**Records for this exercise**
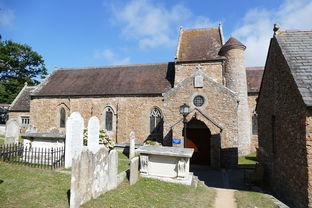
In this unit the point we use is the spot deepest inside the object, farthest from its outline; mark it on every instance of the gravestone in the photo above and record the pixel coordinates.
(112, 169)
(93, 134)
(134, 170)
(199, 81)
(90, 176)
(12, 130)
(74, 138)
(132, 145)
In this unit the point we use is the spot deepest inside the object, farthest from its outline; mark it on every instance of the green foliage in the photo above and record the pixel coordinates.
(250, 159)
(149, 142)
(18, 64)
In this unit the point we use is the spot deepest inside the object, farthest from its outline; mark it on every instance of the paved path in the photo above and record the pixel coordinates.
(225, 181)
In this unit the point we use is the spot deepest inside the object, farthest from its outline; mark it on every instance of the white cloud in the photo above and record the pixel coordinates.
(111, 57)
(6, 16)
(152, 24)
(257, 27)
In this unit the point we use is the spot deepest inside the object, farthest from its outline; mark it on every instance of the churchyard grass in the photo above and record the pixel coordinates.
(253, 199)
(153, 193)
(123, 162)
(2, 139)
(250, 159)
(22, 186)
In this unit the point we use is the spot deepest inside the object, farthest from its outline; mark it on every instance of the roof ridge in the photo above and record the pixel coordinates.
(203, 28)
(114, 66)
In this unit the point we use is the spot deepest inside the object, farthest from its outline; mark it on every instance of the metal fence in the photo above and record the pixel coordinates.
(33, 156)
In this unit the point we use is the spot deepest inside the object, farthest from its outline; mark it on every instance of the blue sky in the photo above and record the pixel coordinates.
(81, 33)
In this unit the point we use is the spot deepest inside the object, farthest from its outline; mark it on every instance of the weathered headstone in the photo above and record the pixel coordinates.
(89, 177)
(112, 169)
(199, 81)
(100, 172)
(132, 145)
(93, 134)
(134, 170)
(74, 138)
(12, 130)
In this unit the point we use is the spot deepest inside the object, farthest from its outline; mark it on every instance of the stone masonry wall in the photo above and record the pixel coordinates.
(17, 116)
(132, 113)
(235, 78)
(309, 151)
(252, 102)
(220, 106)
(185, 70)
(282, 146)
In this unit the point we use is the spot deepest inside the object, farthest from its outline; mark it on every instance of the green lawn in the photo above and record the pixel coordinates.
(22, 186)
(250, 159)
(153, 193)
(246, 199)
(123, 162)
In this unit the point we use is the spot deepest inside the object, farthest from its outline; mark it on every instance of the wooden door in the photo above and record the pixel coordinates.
(199, 140)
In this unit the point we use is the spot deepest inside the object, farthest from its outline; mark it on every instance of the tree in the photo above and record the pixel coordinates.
(18, 64)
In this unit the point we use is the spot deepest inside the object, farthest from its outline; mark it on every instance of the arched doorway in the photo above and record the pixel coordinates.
(198, 137)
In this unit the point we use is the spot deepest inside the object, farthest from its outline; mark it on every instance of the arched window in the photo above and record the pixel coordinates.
(62, 118)
(156, 123)
(109, 119)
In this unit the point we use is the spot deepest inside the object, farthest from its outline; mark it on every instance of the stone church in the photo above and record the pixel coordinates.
(207, 74)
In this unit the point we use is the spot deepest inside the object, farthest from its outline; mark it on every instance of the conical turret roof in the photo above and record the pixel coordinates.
(231, 44)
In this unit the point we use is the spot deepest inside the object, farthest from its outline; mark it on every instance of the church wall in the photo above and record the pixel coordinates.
(252, 102)
(132, 113)
(284, 150)
(185, 70)
(17, 116)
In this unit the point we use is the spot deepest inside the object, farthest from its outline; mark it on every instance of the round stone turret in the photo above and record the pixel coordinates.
(235, 79)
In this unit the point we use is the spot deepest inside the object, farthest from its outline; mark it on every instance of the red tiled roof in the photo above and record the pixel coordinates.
(254, 77)
(199, 44)
(111, 80)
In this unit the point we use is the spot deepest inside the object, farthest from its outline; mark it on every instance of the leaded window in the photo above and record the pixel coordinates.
(199, 101)
(109, 120)
(156, 122)
(62, 118)
(25, 120)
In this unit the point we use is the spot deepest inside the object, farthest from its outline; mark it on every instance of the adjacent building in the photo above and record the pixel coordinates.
(285, 117)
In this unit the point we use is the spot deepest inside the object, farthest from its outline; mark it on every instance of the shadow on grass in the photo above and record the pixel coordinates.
(68, 196)
(253, 158)
(247, 166)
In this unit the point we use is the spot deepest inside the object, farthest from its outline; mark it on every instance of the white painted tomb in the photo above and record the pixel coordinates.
(170, 164)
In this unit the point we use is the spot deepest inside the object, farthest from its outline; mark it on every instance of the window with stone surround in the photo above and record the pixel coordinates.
(156, 122)
(62, 118)
(109, 119)
(25, 120)
(273, 129)
(254, 124)
(199, 101)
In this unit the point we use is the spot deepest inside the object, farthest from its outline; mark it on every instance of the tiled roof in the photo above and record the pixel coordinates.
(22, 101)
(112, 80)
(231, 43)
(199, 44)
(296, 47)
(254, 77)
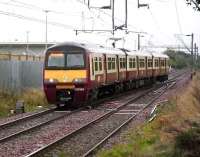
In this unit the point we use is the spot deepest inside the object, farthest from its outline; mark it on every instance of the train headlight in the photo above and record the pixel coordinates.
(51, 80)
(79, 80)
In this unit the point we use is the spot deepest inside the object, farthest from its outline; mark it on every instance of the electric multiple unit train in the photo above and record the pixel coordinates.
(77, 74)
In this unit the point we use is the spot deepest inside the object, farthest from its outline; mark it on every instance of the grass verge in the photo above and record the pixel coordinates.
(175, 132)
(31, 97)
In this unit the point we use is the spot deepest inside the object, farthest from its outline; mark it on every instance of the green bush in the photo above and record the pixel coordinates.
(188, 143)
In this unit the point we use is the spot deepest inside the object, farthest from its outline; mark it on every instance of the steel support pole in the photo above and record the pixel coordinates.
(113, 16)
(126, 15)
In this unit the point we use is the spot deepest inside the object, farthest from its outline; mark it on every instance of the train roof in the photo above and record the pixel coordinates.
(160, 55)
(139, 53)
(93, 48)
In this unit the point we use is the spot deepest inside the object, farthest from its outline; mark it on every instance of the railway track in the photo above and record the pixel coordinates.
(50, 116)
(24, 125)
(119, 116)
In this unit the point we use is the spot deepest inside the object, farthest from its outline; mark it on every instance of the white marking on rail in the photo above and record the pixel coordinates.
(136, 105)
(129, 110)
(63, 111)
(125, 113)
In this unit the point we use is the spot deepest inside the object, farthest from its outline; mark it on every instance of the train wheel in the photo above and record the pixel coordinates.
(93, 96)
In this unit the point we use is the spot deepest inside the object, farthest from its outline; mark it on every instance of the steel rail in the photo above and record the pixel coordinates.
(104, 116)
(13, 122)
(37, 126)
(93, 149)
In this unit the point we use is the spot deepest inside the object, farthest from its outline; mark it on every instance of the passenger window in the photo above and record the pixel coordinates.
(100, 64)
(113, 63)
(142, 63)
(95, 64)
(122, 63)
(150, 63)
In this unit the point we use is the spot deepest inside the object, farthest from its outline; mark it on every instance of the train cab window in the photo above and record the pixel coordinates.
(122, 62)
(167, 63)
(96, 64)
(75, 60)
(113, 63)
(150, 63)
(132, 63)
(162, 63)
(142, 63)
(100, 64)
(109, 63)
(156, 63)
(56, 60)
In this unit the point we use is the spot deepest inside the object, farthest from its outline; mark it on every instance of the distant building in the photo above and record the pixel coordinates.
(31, 48)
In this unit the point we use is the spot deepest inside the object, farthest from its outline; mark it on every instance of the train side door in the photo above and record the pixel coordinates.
(105, 68)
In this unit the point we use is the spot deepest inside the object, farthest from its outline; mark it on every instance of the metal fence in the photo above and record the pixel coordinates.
(18, 75)
(20, 57)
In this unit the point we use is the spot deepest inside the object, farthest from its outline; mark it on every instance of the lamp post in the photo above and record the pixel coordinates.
(27, 41)
(192, 53)
(139, 37)
(46, 28)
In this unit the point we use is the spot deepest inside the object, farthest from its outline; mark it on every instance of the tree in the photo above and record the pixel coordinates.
(195, 3)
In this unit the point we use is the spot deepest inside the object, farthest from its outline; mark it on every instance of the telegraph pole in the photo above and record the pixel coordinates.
(139, 43)
(27, 41)
(113, 16)
(192, 53)
(46, 32)
(126, 15)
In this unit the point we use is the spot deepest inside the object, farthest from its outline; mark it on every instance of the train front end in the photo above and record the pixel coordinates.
(65, 75)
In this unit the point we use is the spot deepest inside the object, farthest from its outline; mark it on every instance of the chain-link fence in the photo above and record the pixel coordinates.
(18, 75)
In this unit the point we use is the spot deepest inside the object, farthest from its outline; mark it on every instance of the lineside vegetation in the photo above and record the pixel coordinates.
(174, 133)
(31, 97)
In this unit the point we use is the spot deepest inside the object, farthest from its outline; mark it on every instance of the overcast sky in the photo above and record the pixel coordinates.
(161, 21)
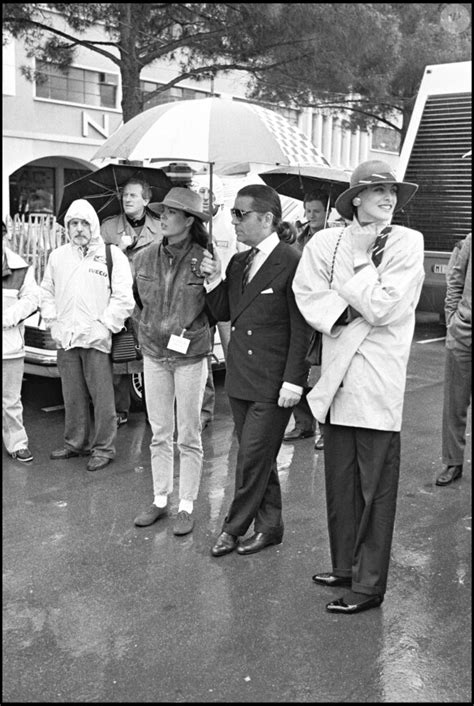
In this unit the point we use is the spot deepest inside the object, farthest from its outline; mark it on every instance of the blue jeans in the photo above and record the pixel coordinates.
(86, 374)
(166, 383)
(14, 434)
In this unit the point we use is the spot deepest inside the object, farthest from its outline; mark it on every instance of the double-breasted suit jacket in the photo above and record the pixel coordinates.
(269, 336)
(268, 342)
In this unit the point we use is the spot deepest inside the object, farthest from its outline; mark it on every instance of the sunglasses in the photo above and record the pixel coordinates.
(239, 214)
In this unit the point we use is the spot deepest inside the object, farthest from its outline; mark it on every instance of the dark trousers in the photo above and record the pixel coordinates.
(86, 374)
(260, 427)
(303, 415)
(456, 401)
(362, 470)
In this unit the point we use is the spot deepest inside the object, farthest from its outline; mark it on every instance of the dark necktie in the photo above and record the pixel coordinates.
(379, 245)
(248, 264)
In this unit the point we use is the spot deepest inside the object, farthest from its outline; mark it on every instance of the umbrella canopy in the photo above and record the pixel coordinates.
(214, 130)
(297, 181)
(103, 188)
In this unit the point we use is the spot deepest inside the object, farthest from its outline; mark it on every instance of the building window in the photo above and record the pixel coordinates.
(384, 139)
(76, 86)
(32, 190)
(171, 94)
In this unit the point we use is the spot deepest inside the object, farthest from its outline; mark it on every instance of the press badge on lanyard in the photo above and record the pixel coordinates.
(179, 343)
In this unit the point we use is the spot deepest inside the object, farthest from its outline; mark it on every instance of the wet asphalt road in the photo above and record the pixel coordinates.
(97, 610)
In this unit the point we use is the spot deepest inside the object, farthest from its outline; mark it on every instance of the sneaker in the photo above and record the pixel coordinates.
(23, 455)
(150, 515)
(122, 418)
(184, 523)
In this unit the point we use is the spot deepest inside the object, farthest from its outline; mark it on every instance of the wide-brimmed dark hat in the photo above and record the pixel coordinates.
(368, 174)
(183, 199)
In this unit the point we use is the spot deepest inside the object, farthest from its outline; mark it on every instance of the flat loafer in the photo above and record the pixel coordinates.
(257, 542)
(340, 605)
(226, 543)
(451, 474)
(295, 434)
(329, 579)
(95, 463)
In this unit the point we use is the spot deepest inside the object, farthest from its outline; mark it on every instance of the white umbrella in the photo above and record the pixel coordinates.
(213, 130)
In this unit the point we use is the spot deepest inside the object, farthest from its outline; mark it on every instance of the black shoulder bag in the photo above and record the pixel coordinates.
(315, 348)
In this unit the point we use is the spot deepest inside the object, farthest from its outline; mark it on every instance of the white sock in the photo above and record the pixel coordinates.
(186, 506)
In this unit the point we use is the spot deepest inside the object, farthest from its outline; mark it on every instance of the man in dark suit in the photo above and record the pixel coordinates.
(266, 370)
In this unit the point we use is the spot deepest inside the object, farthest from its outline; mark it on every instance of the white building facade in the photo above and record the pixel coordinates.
(52, 129)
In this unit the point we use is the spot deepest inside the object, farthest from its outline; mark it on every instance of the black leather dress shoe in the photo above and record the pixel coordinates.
(341, 606)
(257, 542)
(226, 543)
(66, 453)
(329, 579)
(296, 433)
(449, 475)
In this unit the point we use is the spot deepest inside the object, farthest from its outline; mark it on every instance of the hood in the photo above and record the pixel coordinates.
(217, 186)
(83, 210)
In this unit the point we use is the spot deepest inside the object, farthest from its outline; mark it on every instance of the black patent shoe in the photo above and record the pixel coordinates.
(296, 434)
(341, 605)
(328, 579)
(257, 542)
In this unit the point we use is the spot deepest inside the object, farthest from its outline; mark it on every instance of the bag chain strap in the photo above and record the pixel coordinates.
(334, 256)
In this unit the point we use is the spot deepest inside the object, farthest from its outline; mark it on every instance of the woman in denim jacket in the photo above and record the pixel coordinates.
(175, 339)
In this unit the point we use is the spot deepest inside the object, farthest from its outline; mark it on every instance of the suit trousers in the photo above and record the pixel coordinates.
(457, 397)
(260, 427)
(362, 471)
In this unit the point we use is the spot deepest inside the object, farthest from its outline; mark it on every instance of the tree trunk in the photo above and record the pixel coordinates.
(130, 66)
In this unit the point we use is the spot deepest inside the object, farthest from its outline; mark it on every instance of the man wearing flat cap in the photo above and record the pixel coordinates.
(359, 285)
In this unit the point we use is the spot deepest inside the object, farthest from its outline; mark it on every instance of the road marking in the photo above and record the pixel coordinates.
(432, 340)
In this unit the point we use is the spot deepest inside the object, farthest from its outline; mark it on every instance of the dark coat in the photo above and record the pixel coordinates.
(269, 337)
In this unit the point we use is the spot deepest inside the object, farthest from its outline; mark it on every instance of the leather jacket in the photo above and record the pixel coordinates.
(170, 295)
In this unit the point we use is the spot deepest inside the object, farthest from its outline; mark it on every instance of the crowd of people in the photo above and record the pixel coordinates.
(267, 286)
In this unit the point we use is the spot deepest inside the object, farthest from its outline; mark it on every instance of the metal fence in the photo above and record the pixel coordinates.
(34, 236)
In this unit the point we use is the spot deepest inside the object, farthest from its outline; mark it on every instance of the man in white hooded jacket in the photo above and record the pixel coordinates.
(82, 309)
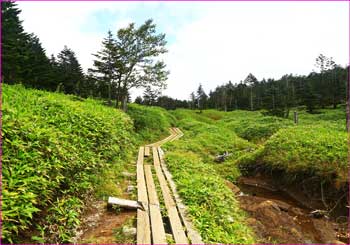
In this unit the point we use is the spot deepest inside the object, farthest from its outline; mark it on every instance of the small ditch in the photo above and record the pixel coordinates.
(282, 215)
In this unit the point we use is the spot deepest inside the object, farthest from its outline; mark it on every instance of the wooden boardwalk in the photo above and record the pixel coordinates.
(151, 228)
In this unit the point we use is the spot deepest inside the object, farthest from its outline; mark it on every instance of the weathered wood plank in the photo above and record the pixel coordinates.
(175, 222)
(143, 224)
(143, 227)
(124, 203)
(147, 151)
(157, 226)
(140, 156)
(192, 233)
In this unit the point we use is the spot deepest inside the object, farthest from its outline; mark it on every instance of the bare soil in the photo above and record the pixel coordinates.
(99, 225)
(284, 216)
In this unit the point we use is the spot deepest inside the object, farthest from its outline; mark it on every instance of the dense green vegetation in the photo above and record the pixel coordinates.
(54, 146)
(317, 146)
(210, 201)
(58, 149)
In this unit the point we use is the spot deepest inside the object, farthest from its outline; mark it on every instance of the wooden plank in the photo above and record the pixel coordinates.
(192, 233)
(147, 151)
(157, 226)
(124, 203)
(175, 222)
(140, 155)
(143, 224)
(143, 227)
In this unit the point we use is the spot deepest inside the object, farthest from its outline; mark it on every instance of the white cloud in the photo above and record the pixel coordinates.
(266, 39)
(224, 41)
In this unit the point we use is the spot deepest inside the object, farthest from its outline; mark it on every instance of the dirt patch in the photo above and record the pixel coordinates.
(278, 216)
(101, 226)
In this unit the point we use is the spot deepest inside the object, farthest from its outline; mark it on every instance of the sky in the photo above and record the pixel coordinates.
(208, 42)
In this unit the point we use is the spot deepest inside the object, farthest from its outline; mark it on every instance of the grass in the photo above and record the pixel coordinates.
(58, 149)
(54, 149)
(150, 123)
(213, 208)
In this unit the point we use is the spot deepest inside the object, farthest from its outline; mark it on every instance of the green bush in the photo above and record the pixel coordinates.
(151, 123)
(201, 181)
(211, 204)
(53, 149)
(312, 149)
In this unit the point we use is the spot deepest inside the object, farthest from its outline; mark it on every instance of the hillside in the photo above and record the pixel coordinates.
(57, 151)
(60, 152)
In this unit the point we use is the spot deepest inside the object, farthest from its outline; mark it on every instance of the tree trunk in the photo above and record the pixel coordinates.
(124, 102)
(348, 106)
(251, 99)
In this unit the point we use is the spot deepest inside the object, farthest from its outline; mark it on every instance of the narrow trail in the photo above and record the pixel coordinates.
(163, 218)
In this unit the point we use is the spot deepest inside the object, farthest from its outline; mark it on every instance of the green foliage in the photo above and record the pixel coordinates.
(254, 126)
(317, 145)
(53, 147)
(151, 123)
(313, 149)
(211, 204)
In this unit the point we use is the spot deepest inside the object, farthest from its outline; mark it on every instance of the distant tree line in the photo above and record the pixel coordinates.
(327, 87)
(129, 60)
(126, 60)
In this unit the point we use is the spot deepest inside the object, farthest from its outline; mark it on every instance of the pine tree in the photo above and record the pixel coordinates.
(37, 71)
(13, 44)
(105, 67)
(201, 98)
(72, 75)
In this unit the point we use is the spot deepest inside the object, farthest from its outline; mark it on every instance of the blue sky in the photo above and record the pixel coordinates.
(208, 42)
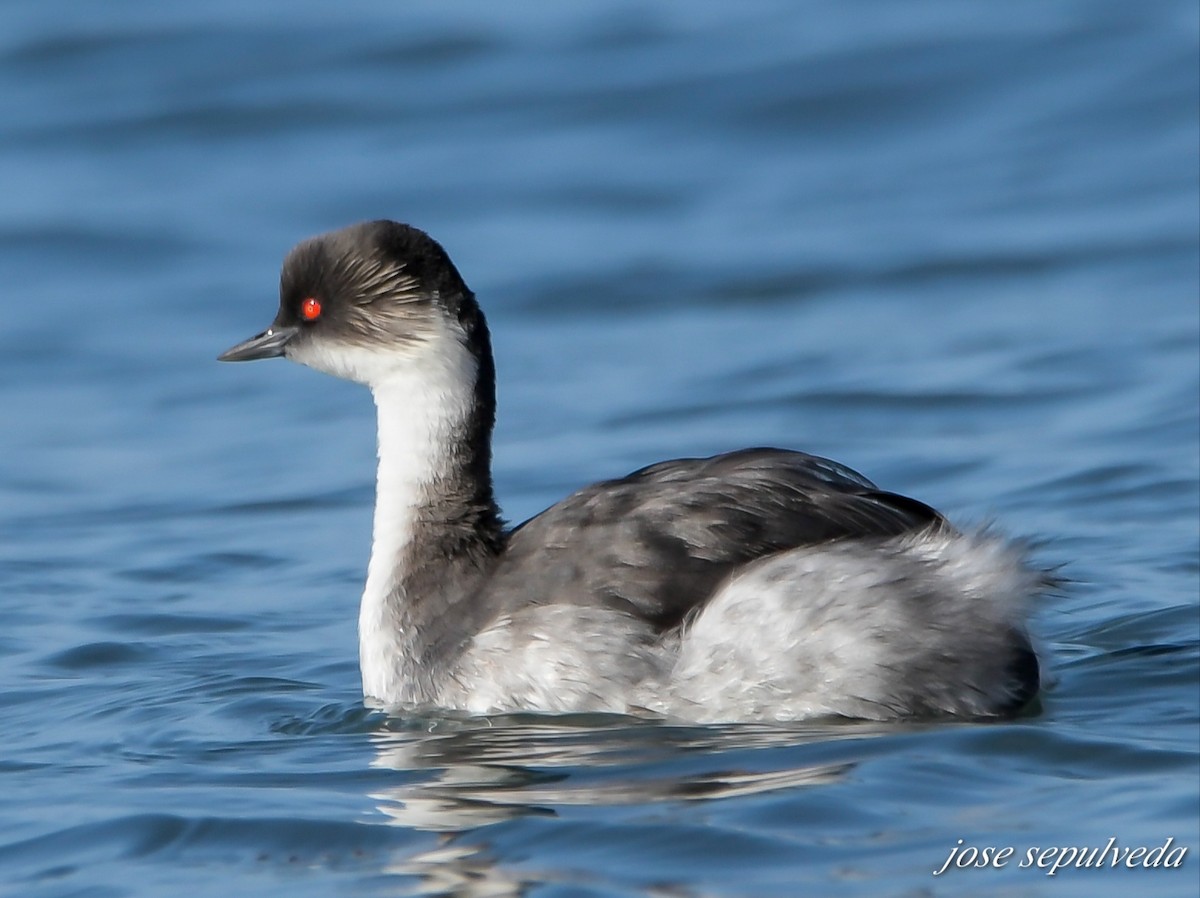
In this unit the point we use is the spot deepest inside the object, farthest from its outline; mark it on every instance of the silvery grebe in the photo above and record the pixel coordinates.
(761, 584)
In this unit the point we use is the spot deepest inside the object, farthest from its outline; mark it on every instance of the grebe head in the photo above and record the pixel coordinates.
(372, 301)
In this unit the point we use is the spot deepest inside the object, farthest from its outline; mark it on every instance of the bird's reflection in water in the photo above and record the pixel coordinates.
(475, 772)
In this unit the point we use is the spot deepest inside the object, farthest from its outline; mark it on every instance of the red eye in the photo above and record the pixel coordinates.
(310, 310)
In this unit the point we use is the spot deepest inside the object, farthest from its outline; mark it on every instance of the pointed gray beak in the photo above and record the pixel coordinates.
(268, 345)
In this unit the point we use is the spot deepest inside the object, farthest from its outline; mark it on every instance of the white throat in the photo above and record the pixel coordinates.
(424, 397)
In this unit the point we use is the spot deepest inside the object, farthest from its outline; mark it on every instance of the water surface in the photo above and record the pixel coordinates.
(953, 246)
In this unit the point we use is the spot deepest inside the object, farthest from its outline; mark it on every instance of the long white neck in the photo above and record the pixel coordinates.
(424, 415)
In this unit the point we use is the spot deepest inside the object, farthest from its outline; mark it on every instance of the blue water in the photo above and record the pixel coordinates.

**What the exercise asks**
Give back exactly the lines from the line containing "of the water" to the end of the entries, and no other lines.

**Full output**
In this unit the point we use is the spot deepest inside the object, farthest from its outline; mark it on every instance of the water surface in the photo above and record the pixel coordinates.
(953, 246)
In this unit the point we use is the spot deepest inside the object, farthest from its outline; mark it on every instance of the long white neck in the photo above and record the pixel coordinates.
(424, 415)
In this unit the point we use is the spot deepest inside the object, farthest from its outline; mark it on every instance of the blue water in the photo above and record the pixel coordinates.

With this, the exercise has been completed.